> _DIRECTIONS_: In the passage on Croce's theory of intuition, which question is said to have been frequently debated at the beginning of the XIX century?

> _PROVIDED PASSAGE_:
_ _ _ _
Reflecting the events of the world, we are forced to poeticize the past,
turning it into a poetic history, and the creation of the past can be seen as
being very similar to the process of creation in art.
Croce's theory of intuition is closely related to
literature, history and theory. The question whether history is art or science
was one of the frequently debated questions at the beginning of the XIX
century. In spite of the pointed out by Croce difference between art and
history , it seems that he did not set altogether a further distinction
between them: intuition is described as both - the subject of historical
judgment, and as art. Intuition conditions as the unique impressions and
expressions of particular feelings, formed the object matter of art and of
history, and are differentiated by the aesthetician from the universals and
general rules of the sciences. Intuition seen as the unity of the perception
of the real and of the simple image of the possible makes it quite impossible
to distinguish between art and history. In "Aesthetic" (1953, p.28) Croce does
point out: "Only at a later stage does the spirit form the concepts of
external and internal, of what has happened and what is desired, of object and
subject, and the like : only at this later stage, that is, does it distinguish
historical from non-historical intuition, the real from the
unreal, real imagination from pure imagination." All the same, Croce
still sees that he has not set a clear division line between history and
philosophy on the one hand, and art, as pure intuition, on the other. Thus,
intuitions can become concepts, and concepts - intuitions, until it becomes
impossible to distinguish between reality and fantasy: " Where this is not
possible, where the delicate and fleeting shades between the real and unreal
intuitions are so slight as to mingle the one with the other, we must either
renounce for the time being at least the knowledge of what really happened
(and this we often do), or we must fall back upon conjecture, verisimilitude,
probability." ("Aesthetic", 1953, p.29.) For Croce history, unlike the
sciences, does not construct the concepts of the real and the unreal, but
makes use of them, and is to be distinguished from the theory of
history.
_ _ _ _
> _SUPPLIED ENTRIES_:
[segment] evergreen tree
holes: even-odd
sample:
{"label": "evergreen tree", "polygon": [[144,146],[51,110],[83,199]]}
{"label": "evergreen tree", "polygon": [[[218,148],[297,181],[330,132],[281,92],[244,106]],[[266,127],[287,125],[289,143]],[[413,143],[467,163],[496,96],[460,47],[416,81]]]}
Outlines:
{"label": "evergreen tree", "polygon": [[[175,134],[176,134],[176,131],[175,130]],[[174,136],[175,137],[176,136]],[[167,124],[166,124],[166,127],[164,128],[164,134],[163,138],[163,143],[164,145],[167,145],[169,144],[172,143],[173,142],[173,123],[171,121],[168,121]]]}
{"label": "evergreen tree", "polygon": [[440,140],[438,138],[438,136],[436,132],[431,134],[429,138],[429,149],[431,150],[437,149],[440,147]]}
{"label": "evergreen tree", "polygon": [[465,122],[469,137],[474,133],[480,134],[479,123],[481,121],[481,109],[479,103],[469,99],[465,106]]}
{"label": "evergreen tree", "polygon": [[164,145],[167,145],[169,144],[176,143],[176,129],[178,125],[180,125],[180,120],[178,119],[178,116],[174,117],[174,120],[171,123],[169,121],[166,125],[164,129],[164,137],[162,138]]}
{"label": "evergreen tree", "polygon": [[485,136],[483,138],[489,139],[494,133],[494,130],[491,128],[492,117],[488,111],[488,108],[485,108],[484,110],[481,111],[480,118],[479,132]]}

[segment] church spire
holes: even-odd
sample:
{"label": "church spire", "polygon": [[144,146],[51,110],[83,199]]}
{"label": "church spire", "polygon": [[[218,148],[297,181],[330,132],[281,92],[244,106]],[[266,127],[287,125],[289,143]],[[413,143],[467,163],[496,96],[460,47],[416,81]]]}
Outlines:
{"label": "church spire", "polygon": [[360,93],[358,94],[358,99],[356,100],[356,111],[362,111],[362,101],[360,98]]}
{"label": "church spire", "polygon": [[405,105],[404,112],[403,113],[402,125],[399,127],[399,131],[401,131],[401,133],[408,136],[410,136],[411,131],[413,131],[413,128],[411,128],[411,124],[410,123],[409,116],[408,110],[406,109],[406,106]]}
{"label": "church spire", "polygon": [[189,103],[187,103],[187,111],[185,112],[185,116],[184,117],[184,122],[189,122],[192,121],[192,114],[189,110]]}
_ _ _ _
> _THE REPLY_: Whether history is art or science.